» Text to read:

------------------------------------------------------------------------

When I got my own servers, the IPs I was given had previously belonged
to other systems. Apparently some of these systems were used to send
spam (perhaps not voluntarily; spammers routinely hack into systems
to use them to send spam). This meant that my IP address was on the
blacklist of several ISPs, and I had to go through a manual process
to remove it. In some cases, the information they gave about how to
get off the blacklist was out of date and no longer worked, so I simply
couldn't email certain recipients.
- The most effective spam filtering options involve identifying and
stopping spam during the SMTP transaction. Once it gets to you, you
only have a few options; you can delete the spam silently, which may
cause you to silently miss important email, you can send a bounce
back to the sender, who is probably some innocent schmuck who has
been joe jobbed (http://en.wikipedia.org/wiki/Joe_job), or
you can put it in some spam folder that you hardly ever read. You
don't have the ability to reject the spam during the SMTP session,
which is a far superior solution. More on this later.
Some people use gmail accounts to solve this problem, and that may
be a fine solution for them. I find that solution unsatisfactory;
it means Google owns my email, and it effectively means that they
can do anything they want to with it (ownership being nine-tenths
of the law and all that). Also, I find that I can do much more sophisticated
filtering of email by running my own mail filters; more on this later.
And more importantly, there are transfer-time anti-spam countermeasures
that you can put in place, like graylisting, that are much more effective
than filtering after it has been accepted.
2.3 Picking A Domain Name
This is part of the process that is a little tricky. When I pick a
domain name, I'm picking something I'll probably be using for the
rest of my life. I created a list of cool words, and tried checking
for open domains that used those words. I used the command-line WHOIS
tool to find out if something was registed, but it appears they have
started to rate-limit WHOIS lookups to prevent spammers from harvesting
them for email addresses. However, domain registrars now have search
engines on their sites that allow you to check for availability of
domain names in the common top-level domains (.com, .net, .org, etc.).
I suggest a few properties for your domain name:
- memorable
- It had to be something easy to remember. It turns out
that for anyone who has seen more than a few Star Trek episodes, "subspacefield"
is easy to remember.
- easy to spell
- I didn't want a funny spelling of a common word,
because if I had to tell someone my domain name orally, I'd have to
spell it for them, and they still may get it wrong.

------------------------------------------------------------------------

» Raw data:
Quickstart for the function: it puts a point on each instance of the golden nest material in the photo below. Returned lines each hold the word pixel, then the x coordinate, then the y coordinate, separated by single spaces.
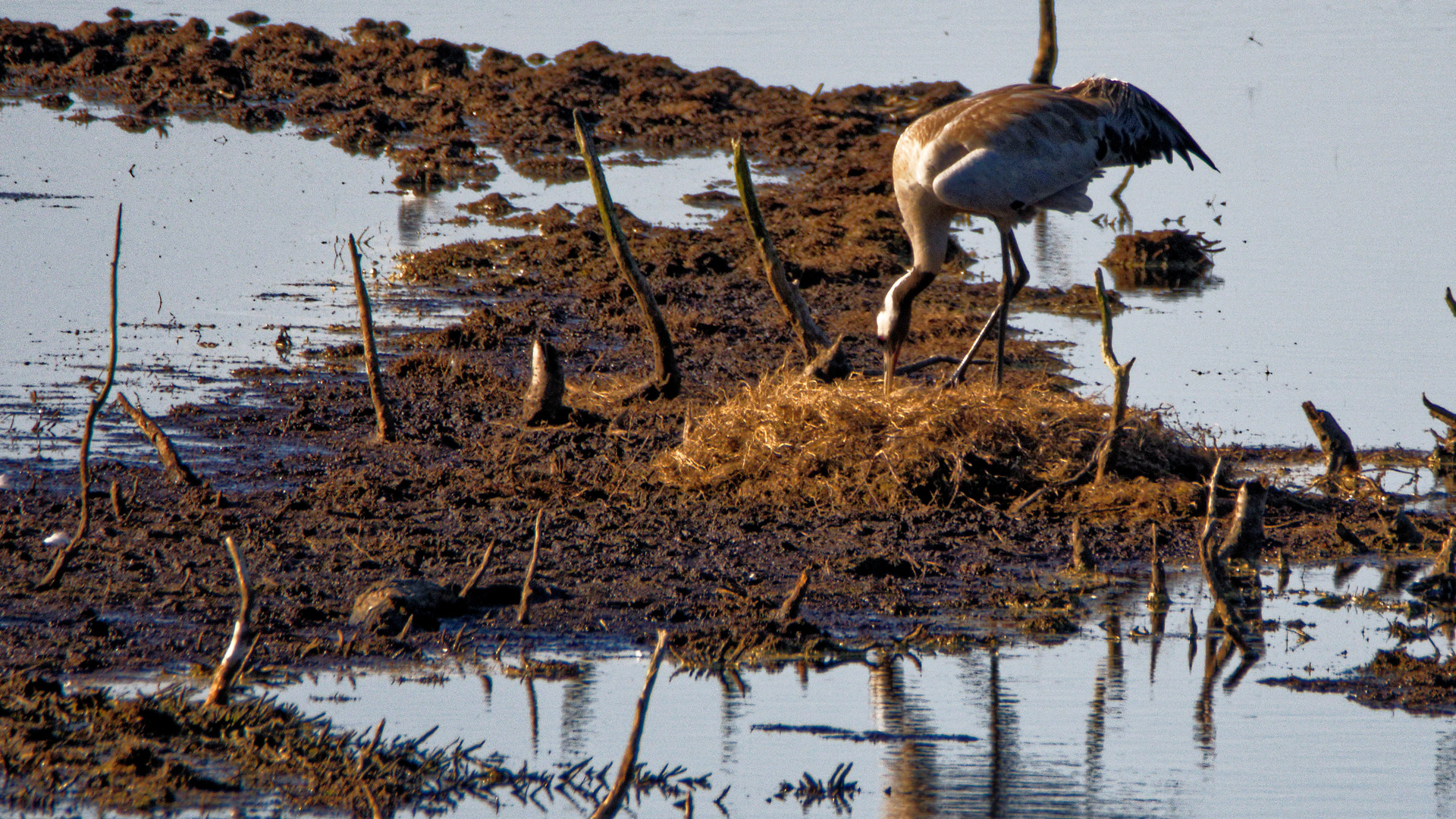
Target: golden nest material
pixel 1159 259
pixel 791 441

------------------------------------------------------------------------

» To do:
1: Copy the passage of the text on hosting your own email that starts with "is easy to remember." and runs through "get it wrong.".
2: Answer these questions from the text on hosting your own email.
(a) Why couldn't the writer email certain recipients?
(b) What command-line tool did the writer use to check whether a domain was registered?
(c) What transfer-time anti-spam countermeasure is given as an example?
Work only from the text on hosting your own email; the lines are not needed.

» Problem solutions:
1:
is easy to remember.
- easy to spell
- I didn't want a funny spelling of a common word,
because if I had to tell someone my domain name orally, I'd have to
spell it for them, and they still may get it wrong.

2:
(a) The writer's IP address was on several ISPs' blacklists, and in some cases the instructions for getting off the blacklist were out of date and no longer worked.
(b) WHOIS
(c) Graylisting